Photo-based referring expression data

**********

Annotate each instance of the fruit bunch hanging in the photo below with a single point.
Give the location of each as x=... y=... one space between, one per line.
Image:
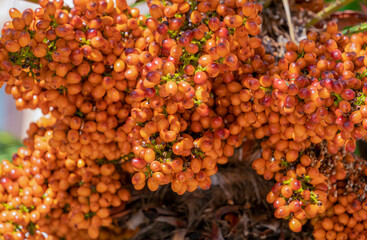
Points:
x=163 y=100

**********

Gather up the lines containing the word "each" from these records and copy them.

EXERCISE SOLUTION:
Annotate each instance of the fruit bunch hanging in the photo below with a single point.
Give the location of each as x=... y=... one space between, one per line.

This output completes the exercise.